-- begin Records to process --

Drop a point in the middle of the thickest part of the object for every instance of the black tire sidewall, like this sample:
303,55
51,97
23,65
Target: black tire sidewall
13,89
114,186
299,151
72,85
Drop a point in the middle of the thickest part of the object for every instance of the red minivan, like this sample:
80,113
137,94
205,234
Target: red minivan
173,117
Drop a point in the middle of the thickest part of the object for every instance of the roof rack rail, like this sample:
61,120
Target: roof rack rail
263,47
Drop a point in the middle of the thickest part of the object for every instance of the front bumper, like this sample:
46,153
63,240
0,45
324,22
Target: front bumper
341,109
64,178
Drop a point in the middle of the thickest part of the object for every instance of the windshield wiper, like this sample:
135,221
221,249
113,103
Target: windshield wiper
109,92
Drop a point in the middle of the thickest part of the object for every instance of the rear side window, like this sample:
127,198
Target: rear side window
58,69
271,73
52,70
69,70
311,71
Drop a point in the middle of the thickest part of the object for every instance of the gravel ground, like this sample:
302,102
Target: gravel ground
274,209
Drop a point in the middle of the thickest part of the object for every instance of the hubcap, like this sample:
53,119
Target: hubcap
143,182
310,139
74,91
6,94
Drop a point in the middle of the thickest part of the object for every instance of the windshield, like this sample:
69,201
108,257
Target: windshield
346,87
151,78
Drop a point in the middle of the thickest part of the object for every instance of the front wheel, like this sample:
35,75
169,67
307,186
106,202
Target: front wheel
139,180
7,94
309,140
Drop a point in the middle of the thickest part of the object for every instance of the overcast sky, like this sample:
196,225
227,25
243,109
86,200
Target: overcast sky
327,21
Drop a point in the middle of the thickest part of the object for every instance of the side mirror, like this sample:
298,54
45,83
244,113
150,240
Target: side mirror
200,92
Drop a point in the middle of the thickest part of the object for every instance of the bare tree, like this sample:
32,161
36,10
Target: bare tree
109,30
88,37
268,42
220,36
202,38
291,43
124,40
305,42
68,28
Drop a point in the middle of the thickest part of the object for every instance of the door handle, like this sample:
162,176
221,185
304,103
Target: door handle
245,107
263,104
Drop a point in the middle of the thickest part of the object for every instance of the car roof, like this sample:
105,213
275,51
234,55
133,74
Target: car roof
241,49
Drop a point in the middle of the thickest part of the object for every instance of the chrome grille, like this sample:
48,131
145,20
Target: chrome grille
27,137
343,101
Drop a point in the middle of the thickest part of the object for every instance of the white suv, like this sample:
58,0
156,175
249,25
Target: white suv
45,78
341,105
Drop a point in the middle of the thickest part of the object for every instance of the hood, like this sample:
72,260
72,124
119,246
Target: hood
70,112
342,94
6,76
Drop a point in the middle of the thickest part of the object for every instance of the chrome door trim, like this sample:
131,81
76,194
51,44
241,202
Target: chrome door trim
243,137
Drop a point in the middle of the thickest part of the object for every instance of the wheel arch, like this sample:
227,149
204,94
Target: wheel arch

-- end Records to process --
-- begin Records to process --

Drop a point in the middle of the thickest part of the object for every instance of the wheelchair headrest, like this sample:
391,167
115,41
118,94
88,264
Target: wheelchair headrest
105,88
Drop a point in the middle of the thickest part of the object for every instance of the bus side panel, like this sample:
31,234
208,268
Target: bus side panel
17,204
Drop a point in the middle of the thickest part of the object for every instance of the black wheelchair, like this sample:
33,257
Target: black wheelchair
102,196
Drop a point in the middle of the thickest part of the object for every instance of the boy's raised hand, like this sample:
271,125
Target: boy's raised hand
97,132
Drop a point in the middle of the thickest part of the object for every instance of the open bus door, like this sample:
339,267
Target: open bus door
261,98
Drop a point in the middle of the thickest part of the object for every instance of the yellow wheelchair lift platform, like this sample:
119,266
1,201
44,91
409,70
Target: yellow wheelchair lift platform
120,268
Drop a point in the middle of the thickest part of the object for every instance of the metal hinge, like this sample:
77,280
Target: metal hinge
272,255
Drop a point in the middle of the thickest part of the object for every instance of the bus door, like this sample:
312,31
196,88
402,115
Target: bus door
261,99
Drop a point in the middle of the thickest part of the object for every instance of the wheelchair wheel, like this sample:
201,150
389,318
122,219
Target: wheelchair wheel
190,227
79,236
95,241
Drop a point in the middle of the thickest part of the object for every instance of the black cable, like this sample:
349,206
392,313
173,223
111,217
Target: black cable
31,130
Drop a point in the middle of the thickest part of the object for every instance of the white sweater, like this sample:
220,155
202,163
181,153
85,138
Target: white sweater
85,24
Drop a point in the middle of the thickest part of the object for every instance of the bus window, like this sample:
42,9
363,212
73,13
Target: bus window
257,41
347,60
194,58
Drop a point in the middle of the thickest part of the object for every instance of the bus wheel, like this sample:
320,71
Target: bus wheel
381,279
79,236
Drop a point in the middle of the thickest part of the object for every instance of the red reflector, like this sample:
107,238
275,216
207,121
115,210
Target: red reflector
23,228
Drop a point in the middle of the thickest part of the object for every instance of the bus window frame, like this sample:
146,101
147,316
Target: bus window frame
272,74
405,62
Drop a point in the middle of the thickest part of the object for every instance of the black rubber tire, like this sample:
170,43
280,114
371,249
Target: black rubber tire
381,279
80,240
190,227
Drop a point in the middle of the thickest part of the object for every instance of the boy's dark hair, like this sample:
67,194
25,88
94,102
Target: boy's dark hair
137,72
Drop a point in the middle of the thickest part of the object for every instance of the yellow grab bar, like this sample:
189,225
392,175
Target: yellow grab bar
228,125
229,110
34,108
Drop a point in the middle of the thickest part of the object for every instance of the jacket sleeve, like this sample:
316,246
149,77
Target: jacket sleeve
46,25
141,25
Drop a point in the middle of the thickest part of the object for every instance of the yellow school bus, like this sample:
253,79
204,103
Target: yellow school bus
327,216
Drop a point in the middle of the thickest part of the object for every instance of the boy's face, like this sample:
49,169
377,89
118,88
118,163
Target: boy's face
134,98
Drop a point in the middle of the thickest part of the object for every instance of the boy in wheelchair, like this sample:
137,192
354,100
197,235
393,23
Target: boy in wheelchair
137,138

-- end Records to process --
-- begin Records to process --

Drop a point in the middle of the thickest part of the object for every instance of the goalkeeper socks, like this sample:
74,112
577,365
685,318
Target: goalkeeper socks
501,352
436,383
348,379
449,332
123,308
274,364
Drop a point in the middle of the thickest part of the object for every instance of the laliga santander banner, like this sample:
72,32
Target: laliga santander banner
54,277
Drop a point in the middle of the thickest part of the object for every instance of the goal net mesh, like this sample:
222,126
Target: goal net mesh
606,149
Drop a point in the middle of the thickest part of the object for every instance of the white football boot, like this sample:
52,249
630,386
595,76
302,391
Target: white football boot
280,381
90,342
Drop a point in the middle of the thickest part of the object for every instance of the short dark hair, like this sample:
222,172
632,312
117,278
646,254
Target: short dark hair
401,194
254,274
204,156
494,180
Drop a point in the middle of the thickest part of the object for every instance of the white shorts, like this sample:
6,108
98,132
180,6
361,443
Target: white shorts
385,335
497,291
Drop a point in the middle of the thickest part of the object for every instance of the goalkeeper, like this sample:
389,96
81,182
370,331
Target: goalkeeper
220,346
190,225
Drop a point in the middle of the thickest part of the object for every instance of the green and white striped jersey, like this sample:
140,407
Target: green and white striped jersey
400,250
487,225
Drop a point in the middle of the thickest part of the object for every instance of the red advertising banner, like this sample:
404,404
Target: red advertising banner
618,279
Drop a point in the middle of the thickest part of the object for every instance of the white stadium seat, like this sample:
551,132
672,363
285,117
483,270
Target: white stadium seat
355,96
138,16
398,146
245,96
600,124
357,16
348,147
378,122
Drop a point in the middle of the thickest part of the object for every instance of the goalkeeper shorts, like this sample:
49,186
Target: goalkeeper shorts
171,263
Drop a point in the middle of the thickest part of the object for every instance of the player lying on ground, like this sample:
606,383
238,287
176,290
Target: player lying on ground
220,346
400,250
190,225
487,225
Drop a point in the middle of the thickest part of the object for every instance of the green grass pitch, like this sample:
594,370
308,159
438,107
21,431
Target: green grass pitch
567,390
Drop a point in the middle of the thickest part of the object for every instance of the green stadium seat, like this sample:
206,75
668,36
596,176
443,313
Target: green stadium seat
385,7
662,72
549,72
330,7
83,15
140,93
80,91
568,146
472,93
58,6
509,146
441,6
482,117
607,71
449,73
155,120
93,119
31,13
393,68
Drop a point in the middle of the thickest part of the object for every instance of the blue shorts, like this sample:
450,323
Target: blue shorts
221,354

-- end Records to process --

§ **Short problem**
From the rows above, extract every line that contains the word "hubcap", where uppercase and lowercase letters count as different.

§ **Exercise result**
Drop a point in the middle of the thickest part of the object for every instance of the hubcap, like this sample:
Target: hubcap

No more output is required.